TASK DETAILS: Please filter the data down to the lines that include the word "windshield" and copy them.

EXTRACTED DATA:
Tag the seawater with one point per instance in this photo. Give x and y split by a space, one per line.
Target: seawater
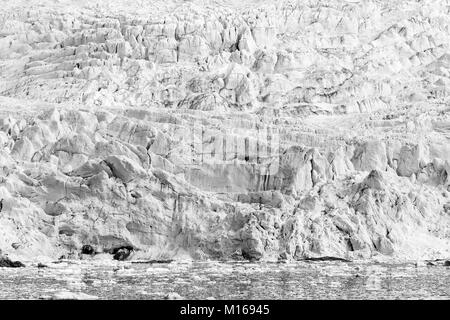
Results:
229 280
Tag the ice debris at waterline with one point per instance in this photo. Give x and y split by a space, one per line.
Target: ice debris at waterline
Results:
225 129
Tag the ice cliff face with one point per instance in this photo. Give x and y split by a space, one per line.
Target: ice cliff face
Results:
225 129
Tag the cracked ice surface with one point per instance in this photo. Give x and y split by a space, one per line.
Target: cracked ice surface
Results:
225 129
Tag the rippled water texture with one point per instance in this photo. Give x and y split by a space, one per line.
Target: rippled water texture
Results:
302 280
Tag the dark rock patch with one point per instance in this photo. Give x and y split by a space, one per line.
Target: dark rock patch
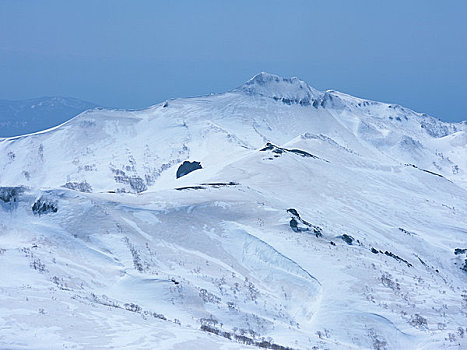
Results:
44 206
221 184
398 258
426 171
347 239
79 186
10 194
187 167
190 188
280 150
297 224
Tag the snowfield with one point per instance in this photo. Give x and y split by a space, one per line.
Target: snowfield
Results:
271 216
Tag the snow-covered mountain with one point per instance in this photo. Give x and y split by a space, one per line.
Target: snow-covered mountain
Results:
20 117
273 216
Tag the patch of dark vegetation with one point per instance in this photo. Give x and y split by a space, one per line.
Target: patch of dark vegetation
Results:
10 195
242 339
79 186
347 239
187 167
43 206
297 224
280 150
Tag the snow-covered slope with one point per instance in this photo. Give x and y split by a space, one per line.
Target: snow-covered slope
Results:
272 216
26 116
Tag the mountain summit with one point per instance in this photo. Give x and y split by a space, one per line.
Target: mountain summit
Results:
287 90
272 216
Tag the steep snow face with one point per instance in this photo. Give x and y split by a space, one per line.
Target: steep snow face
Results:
26 116
327 226
286 90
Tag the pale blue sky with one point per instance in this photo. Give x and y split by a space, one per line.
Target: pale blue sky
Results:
131 54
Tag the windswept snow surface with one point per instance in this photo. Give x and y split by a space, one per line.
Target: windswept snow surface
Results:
318 220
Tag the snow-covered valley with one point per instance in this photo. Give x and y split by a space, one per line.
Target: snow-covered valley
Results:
271 216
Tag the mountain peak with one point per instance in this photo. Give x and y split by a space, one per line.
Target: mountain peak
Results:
288 90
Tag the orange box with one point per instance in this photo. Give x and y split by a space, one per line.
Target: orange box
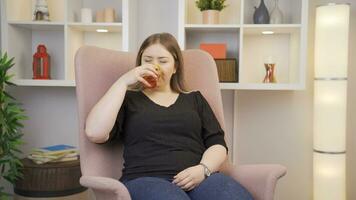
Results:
217 50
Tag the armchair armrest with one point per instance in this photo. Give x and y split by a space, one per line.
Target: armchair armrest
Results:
105 187
260 180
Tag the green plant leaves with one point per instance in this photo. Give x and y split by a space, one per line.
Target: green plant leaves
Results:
11 117
210 4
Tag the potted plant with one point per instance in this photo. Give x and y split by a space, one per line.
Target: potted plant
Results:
10 134
210 10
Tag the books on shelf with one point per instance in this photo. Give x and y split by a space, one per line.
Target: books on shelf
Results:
55 153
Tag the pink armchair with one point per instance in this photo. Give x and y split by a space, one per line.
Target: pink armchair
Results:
96 69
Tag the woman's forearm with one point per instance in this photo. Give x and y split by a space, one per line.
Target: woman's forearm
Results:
214 156
102 116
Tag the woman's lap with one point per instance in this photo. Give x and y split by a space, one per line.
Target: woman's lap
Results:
154 188
217 186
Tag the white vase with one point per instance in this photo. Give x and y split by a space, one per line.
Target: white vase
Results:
210 16
276 16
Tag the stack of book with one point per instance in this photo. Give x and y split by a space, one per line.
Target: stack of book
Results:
55 153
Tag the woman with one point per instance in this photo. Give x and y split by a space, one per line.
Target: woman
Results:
174 144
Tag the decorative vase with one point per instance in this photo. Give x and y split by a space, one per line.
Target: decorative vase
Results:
269 66
210 16
276 16
41 64
261 15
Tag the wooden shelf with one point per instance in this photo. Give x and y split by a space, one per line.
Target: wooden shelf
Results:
261 86
31 82
92 27
207 27
38 25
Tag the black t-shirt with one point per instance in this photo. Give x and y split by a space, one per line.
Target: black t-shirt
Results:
161 141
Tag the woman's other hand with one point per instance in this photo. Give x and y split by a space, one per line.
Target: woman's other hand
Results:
136 74
189 178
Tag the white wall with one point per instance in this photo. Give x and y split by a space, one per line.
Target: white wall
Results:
276 127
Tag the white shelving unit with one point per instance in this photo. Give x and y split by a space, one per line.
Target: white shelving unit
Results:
62 35
246 43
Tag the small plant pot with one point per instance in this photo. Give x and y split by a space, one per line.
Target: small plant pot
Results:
210 17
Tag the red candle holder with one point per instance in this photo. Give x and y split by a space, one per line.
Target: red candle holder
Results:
41 63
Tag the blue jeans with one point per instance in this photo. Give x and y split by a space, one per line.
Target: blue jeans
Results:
218 186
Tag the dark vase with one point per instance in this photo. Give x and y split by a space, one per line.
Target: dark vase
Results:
261 15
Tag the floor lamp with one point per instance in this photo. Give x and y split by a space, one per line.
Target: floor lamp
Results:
330 92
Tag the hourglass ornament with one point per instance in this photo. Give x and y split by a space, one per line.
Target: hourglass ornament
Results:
269 66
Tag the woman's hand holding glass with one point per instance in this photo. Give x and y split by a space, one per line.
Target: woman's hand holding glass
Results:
141 74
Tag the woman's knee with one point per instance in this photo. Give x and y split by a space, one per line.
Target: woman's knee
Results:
220 186
154 188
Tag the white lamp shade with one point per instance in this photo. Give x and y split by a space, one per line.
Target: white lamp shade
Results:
330 115
331 40
329 176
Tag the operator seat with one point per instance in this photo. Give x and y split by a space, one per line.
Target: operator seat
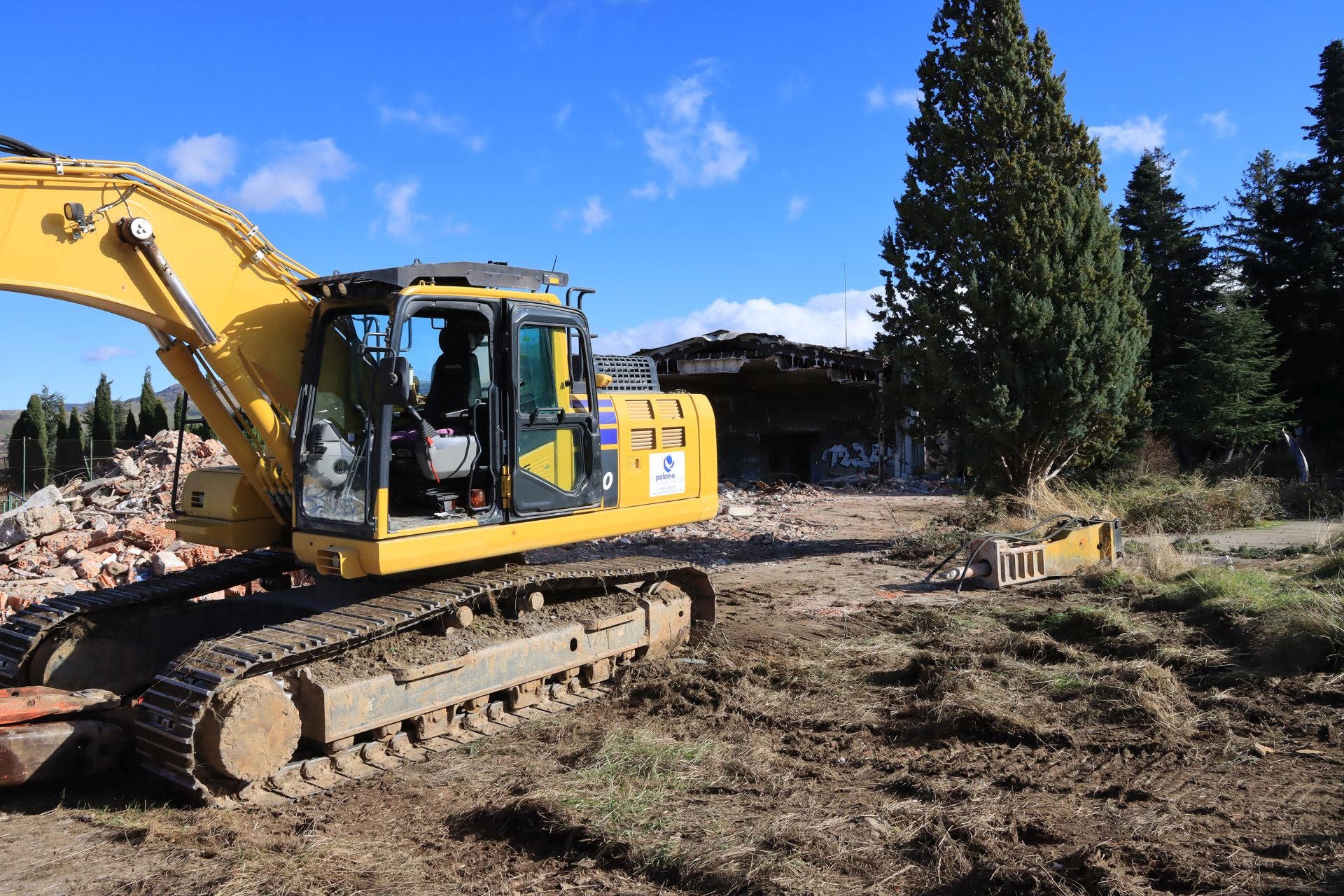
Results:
456 382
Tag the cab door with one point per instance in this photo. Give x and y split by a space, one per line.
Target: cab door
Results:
555 442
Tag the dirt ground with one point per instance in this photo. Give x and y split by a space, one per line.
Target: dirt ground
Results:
846 729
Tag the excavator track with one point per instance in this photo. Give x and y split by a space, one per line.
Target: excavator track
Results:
169 713
24 631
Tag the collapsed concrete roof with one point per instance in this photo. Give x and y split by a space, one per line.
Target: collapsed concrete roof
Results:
729 352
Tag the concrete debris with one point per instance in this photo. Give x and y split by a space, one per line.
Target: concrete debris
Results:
757 514
106 531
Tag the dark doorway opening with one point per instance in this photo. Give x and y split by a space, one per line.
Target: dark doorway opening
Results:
788 456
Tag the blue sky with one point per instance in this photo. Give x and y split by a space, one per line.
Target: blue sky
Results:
702 164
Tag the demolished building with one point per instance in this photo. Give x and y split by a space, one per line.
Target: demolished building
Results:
790 410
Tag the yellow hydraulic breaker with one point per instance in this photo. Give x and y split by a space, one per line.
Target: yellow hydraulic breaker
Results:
996 562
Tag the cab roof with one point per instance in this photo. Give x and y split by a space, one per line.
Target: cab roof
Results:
369 284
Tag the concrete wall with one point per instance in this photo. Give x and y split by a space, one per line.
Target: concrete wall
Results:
797 424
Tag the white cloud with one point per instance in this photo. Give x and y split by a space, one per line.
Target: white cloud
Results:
594 216
695 146
819 320
647 191
879 99
398 200
1222 125
400 216
428 120
1135 136
106 354
203 160
293 179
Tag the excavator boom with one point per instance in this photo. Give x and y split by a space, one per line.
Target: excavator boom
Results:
124 239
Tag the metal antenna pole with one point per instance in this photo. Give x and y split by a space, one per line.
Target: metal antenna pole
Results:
846 269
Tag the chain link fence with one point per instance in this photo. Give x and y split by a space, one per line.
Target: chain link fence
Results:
23 469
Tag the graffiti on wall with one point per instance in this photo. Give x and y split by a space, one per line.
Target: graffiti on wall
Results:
857 456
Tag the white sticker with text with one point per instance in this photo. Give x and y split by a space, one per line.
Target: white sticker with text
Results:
667 473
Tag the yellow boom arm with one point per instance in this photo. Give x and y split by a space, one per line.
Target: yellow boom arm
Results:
219 300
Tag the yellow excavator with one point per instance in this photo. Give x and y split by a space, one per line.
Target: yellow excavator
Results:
403 435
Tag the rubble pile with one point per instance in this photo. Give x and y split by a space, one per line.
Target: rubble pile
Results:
106 531
926 484
758 512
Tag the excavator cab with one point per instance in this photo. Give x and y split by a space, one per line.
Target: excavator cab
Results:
441 403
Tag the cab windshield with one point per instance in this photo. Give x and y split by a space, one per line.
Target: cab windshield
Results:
336 476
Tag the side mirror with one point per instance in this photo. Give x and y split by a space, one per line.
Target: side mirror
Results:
394 381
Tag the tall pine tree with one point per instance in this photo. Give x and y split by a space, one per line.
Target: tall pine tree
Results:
1007 308
1300 276
102 422
1240 234
1230 375
36 437
1160 234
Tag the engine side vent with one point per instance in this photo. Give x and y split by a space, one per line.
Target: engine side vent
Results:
670 409
628 372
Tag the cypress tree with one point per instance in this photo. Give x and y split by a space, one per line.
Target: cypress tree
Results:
54 406
62 434
102 424
17 451
159 424
1300 273
1007 307
152 415
179 410
36 435
130 431
70 449
1159 232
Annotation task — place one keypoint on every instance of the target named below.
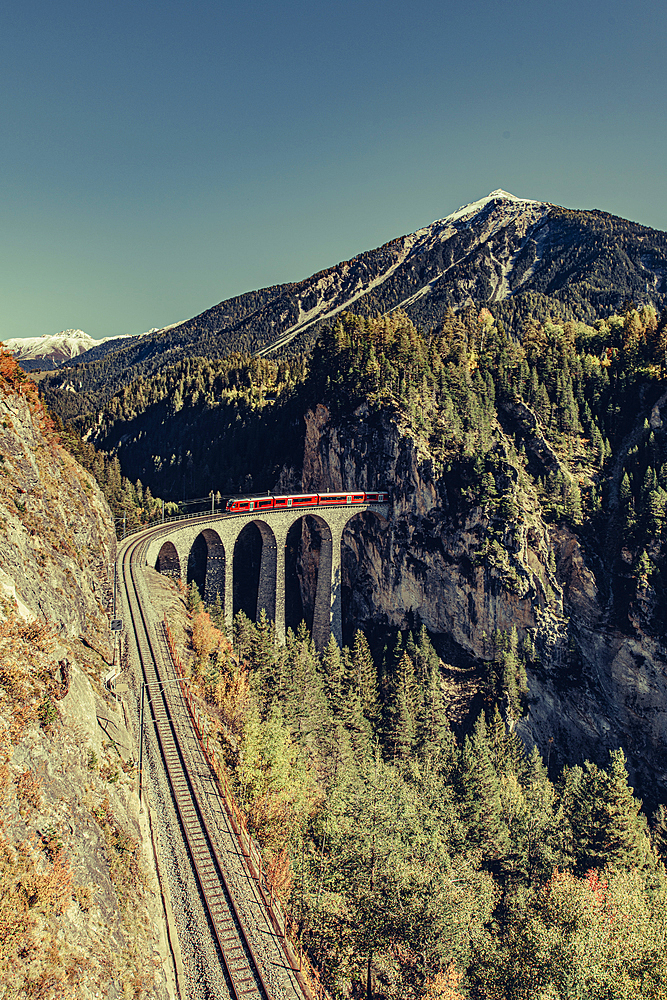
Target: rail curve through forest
(253, 961)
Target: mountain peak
(477, 206)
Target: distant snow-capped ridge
(56, 347)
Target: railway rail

ANSWER BOX:
Tag the cab windshield with one point per instance in this photo. Give x and y split by a space, one per line.
Target: cab windshield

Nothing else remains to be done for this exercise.